* Extract to read:
-- start --
I'd agree with that, certainly. There was a variety of beliefs and
non-beliefs in the founding fathers and they took a surprisingly
philosophical approach to the institutions they created. Naturally,
I'd say that religious beliefs were a part of their philosophical
approach.

Unfortunately, what I see these days, is people that want to say "They
were Christian, so get over it. We are going to do things the
Christian way and by the Christian way, I mean my way." That I
vehemently disagree with.

Cheers,
Judah

On Thu, Aug 26, 2010 at 1:41 PM, Scott Stroz <[email protected]> wrote:
>
> Good point. Maybe it would be more accurate to say the many of the
> founding fathers were men of faith? (and I am really asking and not
> trying to push an agenda)
-- end --
* Data section:
-- start --
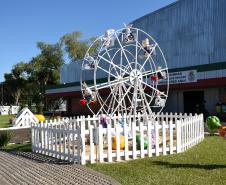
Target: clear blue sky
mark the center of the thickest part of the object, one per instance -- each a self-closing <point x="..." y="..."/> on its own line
<point x="25" y="22"/>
-- end --
* Objective: List every word ending in "-ly" in the email about the founding fathers, in the order they appear.

* Solution: certainly, surprisingly, Naturally, Unfortunately, vehemently, really